WHAT YOU HAVE TO DO:
The entries below contain a stretch that opens with the line containing "Target: illuminated arch sign" and closes with the line containing "Definition for annotators: for every instance of the pedestrian"; set down that stretch exactly, both ends included, and nothing else.

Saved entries
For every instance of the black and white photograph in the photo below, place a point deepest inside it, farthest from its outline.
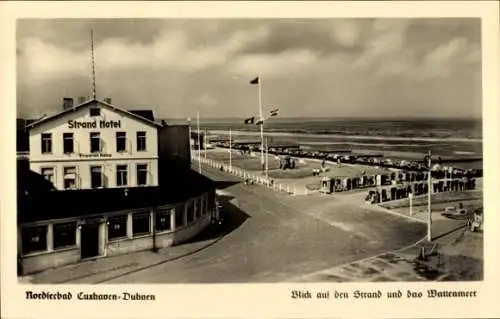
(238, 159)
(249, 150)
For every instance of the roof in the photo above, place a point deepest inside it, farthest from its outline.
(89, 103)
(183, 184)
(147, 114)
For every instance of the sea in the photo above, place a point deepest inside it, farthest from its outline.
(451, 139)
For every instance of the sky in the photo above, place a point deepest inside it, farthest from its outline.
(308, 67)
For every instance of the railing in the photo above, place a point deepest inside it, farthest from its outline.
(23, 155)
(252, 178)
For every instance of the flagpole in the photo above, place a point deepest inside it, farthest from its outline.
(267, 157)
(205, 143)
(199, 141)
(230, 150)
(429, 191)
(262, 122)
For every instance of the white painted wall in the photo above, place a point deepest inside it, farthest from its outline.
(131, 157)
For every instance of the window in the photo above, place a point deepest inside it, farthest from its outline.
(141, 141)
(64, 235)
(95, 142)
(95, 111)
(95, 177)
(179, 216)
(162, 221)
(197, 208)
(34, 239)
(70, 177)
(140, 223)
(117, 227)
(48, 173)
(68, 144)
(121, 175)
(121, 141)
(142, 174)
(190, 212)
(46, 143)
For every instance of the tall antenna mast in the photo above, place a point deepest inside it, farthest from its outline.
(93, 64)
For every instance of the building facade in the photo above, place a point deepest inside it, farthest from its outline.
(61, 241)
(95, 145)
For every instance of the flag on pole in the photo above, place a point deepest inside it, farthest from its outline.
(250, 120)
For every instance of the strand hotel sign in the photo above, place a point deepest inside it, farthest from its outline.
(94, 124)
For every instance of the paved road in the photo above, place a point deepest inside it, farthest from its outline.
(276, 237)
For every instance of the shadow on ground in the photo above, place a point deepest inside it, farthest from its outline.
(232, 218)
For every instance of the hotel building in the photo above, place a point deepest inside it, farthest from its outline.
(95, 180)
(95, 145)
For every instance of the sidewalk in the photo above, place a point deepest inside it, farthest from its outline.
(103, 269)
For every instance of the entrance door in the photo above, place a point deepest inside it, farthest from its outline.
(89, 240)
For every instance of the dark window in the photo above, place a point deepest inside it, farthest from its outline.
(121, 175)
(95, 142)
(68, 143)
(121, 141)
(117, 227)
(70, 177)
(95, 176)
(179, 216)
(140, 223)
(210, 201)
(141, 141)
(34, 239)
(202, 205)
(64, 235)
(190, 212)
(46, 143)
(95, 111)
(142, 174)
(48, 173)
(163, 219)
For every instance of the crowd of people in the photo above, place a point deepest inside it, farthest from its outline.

...

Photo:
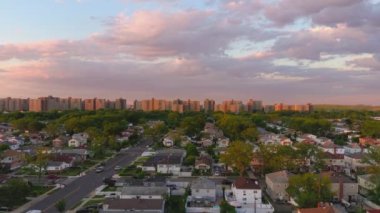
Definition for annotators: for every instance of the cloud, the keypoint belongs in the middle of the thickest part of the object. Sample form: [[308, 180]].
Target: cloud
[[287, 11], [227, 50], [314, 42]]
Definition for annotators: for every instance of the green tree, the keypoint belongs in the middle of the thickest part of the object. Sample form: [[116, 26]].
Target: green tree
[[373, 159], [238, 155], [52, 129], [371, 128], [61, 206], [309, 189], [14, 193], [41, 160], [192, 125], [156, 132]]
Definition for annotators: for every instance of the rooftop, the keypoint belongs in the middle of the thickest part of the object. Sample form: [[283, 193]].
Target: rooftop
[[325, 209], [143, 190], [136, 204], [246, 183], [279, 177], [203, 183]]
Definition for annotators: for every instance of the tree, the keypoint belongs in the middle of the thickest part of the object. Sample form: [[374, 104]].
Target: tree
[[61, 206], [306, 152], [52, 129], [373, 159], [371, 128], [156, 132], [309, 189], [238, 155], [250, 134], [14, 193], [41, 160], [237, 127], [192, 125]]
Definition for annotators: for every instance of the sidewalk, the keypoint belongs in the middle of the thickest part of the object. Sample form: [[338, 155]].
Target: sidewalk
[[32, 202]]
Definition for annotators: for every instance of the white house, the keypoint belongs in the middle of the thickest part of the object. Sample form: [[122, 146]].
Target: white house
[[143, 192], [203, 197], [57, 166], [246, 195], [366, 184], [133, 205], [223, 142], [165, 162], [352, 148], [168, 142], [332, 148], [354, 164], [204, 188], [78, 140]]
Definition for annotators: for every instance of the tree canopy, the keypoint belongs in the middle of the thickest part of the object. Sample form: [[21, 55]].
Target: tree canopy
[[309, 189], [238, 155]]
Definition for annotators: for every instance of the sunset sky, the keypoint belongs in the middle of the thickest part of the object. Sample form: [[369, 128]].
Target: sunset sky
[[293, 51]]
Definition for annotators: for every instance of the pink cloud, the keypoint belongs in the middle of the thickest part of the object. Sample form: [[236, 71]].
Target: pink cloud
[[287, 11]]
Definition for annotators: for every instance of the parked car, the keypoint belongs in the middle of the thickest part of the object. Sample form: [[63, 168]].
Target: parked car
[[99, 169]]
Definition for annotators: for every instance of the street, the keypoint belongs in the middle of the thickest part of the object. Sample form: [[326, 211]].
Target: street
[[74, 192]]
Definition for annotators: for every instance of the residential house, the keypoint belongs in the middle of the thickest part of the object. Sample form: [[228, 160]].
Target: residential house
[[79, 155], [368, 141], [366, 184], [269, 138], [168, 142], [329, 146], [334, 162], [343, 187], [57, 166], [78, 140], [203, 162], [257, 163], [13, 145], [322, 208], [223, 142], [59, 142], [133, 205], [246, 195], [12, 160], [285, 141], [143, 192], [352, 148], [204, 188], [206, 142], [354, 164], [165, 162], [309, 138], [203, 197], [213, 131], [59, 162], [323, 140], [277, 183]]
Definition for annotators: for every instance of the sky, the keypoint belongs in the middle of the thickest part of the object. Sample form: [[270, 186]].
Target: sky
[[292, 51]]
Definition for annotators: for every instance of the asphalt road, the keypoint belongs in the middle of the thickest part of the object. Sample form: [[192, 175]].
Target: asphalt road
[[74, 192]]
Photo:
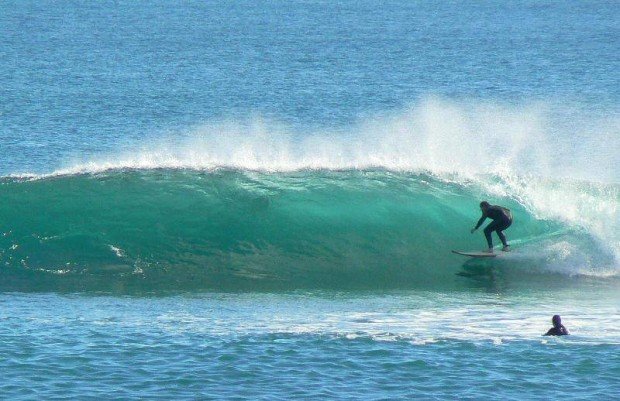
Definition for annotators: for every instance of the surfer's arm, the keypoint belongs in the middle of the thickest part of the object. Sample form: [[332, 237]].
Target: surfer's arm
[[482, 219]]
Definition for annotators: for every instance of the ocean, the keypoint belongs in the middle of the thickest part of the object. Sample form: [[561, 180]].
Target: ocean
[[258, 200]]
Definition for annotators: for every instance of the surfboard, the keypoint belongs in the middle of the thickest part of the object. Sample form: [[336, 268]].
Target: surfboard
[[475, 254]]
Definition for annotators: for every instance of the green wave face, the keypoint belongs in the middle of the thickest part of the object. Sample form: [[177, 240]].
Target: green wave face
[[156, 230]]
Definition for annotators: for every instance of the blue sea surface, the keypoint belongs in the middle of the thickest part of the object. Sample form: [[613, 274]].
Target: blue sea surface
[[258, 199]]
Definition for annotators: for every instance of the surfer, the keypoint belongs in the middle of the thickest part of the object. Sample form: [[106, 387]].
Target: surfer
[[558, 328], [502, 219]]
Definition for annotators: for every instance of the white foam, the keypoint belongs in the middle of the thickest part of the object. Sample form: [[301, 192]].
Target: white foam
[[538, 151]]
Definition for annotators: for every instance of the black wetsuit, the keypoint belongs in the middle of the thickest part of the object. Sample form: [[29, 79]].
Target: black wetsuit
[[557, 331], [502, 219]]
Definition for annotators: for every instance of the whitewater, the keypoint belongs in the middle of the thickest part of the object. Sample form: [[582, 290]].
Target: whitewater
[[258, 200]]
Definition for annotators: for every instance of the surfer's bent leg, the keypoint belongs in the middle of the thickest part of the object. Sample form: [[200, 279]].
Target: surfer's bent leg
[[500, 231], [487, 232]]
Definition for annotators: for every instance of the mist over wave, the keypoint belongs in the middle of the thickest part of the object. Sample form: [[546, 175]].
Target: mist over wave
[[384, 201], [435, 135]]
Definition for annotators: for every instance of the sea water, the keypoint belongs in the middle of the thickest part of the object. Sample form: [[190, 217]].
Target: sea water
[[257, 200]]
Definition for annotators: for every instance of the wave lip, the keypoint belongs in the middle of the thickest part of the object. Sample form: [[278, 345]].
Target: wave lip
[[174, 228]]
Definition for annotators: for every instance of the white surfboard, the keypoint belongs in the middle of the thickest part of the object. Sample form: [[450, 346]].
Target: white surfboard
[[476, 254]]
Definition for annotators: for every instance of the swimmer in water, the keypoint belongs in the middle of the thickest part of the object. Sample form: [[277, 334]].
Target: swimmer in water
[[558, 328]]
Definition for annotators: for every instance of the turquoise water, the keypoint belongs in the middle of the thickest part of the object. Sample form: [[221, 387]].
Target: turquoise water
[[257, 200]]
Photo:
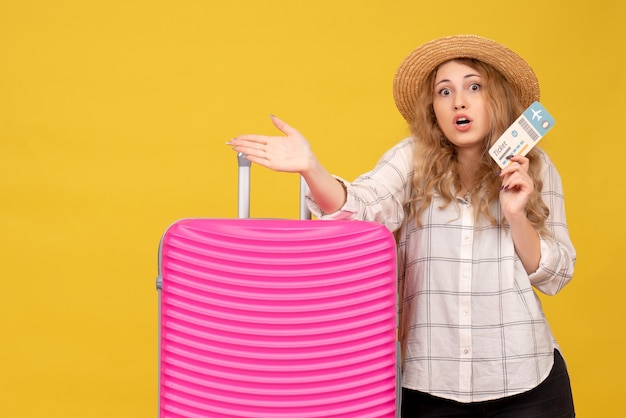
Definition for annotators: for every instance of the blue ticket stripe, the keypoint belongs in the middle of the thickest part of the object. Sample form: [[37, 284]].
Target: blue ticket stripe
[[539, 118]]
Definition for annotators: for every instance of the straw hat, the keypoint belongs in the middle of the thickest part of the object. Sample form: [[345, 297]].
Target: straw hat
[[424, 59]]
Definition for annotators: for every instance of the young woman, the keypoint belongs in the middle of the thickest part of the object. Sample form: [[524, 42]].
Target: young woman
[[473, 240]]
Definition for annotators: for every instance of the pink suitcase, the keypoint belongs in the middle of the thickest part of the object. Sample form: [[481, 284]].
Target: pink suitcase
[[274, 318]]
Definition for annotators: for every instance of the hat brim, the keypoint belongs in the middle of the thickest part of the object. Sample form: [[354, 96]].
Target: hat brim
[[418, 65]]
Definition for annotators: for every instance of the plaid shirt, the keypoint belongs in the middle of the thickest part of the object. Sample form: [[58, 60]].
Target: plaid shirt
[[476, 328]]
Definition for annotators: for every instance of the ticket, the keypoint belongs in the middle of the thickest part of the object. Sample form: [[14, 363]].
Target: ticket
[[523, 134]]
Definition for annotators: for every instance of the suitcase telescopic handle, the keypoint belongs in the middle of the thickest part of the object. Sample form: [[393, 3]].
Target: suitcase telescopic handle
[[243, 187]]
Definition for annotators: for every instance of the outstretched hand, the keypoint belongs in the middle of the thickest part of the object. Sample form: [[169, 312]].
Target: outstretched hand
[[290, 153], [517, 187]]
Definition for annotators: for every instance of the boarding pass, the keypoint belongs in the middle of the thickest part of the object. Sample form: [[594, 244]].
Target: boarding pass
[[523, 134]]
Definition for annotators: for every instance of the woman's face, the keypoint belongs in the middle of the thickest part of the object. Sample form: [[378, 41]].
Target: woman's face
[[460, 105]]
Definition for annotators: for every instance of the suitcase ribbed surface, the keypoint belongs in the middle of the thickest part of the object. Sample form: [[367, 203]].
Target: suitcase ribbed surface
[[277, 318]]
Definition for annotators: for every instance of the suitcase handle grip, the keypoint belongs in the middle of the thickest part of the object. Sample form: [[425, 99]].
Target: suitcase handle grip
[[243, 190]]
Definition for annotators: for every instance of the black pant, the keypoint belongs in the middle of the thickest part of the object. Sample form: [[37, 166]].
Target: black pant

* * *

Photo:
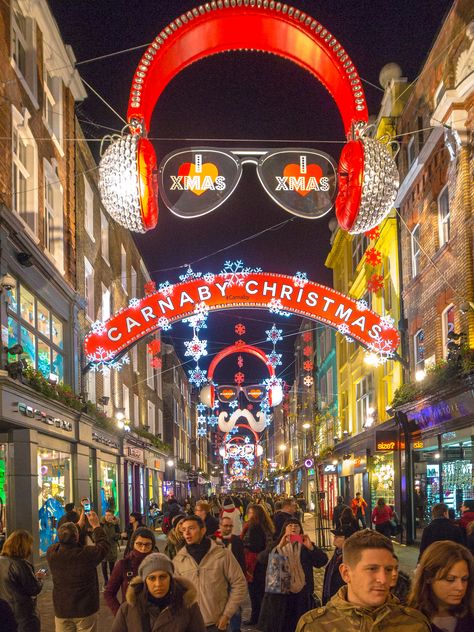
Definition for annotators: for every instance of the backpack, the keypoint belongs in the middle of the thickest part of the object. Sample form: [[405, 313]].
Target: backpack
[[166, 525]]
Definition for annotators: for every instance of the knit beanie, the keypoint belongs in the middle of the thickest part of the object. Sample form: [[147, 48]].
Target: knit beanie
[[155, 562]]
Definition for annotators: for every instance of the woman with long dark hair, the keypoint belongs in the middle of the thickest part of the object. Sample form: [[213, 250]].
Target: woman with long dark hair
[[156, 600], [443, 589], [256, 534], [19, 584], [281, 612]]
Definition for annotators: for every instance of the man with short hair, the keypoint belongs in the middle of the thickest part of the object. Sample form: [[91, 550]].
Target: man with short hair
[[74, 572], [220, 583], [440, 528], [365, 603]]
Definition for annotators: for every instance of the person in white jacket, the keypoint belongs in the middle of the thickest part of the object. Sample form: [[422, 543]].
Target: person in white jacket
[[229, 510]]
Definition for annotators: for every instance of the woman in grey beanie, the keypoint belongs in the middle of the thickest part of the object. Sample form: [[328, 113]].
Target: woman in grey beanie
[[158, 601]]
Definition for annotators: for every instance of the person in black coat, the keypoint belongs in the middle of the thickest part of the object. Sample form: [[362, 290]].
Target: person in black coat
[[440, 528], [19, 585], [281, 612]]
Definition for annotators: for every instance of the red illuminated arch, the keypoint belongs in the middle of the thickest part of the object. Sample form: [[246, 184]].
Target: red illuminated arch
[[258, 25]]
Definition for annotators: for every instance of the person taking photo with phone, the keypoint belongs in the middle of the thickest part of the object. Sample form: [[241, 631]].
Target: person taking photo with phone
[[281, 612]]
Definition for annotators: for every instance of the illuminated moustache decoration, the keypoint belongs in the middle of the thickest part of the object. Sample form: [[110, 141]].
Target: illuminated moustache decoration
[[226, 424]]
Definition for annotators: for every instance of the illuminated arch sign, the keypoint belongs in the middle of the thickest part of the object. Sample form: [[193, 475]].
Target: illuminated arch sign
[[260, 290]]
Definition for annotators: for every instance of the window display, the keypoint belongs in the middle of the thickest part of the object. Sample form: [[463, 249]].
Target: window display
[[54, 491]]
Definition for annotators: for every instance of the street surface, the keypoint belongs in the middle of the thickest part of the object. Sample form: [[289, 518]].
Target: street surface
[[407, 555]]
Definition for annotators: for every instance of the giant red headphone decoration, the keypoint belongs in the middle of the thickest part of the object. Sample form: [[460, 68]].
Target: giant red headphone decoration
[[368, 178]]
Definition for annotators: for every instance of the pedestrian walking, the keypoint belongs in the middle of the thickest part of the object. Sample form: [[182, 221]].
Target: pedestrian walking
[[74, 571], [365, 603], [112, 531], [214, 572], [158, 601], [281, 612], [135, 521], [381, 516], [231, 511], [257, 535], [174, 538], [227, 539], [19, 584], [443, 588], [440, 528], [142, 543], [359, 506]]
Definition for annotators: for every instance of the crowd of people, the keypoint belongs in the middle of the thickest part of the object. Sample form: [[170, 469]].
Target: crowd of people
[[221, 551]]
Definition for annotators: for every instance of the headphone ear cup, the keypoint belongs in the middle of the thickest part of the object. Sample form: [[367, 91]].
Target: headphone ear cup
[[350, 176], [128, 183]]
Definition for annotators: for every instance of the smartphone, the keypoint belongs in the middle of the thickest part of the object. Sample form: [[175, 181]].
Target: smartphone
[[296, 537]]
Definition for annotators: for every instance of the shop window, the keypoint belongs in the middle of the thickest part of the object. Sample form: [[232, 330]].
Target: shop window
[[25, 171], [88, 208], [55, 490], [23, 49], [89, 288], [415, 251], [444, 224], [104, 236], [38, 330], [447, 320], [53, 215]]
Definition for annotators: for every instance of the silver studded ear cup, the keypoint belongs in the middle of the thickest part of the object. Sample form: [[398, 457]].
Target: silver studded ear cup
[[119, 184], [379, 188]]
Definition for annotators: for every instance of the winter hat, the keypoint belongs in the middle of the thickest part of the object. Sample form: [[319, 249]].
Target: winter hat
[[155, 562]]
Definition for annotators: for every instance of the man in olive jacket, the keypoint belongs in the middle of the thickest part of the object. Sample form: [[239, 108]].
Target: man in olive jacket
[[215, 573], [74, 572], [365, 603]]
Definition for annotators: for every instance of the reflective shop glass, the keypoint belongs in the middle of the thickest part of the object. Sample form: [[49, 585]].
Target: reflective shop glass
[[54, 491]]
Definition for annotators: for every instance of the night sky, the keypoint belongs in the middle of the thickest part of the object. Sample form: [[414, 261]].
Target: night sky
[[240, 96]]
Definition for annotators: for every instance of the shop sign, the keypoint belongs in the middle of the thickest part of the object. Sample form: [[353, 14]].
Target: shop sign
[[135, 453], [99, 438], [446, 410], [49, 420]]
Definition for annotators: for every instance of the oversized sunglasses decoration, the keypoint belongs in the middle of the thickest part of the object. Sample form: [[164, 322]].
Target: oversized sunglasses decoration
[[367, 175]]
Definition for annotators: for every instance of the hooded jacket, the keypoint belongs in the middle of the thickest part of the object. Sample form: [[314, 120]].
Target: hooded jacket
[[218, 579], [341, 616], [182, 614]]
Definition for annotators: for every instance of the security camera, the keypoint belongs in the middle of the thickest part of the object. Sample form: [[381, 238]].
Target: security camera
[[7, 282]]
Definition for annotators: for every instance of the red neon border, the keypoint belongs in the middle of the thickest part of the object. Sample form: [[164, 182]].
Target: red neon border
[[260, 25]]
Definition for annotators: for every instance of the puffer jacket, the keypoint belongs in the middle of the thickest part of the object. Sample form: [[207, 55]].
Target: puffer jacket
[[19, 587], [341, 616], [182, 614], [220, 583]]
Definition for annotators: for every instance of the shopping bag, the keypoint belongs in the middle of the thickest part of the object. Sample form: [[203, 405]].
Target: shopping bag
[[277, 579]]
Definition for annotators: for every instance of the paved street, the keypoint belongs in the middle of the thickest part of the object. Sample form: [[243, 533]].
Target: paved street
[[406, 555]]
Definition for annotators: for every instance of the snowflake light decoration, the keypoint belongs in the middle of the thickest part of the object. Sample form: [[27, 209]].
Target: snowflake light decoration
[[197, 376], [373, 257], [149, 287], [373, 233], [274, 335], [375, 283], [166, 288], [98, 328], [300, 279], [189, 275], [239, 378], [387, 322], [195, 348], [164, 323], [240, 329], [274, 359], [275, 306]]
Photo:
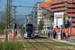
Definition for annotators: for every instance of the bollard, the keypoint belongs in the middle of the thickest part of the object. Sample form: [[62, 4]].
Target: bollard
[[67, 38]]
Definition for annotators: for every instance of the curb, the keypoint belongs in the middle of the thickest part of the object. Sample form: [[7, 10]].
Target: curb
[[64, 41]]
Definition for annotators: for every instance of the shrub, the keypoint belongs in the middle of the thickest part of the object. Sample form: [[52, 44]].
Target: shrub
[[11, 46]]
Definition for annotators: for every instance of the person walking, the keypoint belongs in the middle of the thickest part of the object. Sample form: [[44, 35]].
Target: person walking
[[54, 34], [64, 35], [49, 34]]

RESPONSE:
Target: illuminated arch sign
[[260, 290]]
Definition for annotators: for every instance of the window display, the keypoint belongs in the middle of the thickest part of the object. Sample form: [[463, 249]].
Target: window display
[[54, 491]]
Definition for annotators: for every instance of the street surface, the keypoint belongs in the middle of the thickest part of the object. Sample form: [[289, 518]].
Target: street surface
[[407, 555]]
Definition for annotators: for every instance of the giant red headphone decoration, the keypoint belongs in the middle of the thickest part of the object. Sample form: [[460, 68]].
Target: giant red headphone decoration
[[368, 178]]
Definition for annotators: for every instance of the pedestrian walking, the keypoint belongs in the middle of the thickest part of the object. Sample form: [[182, 221]].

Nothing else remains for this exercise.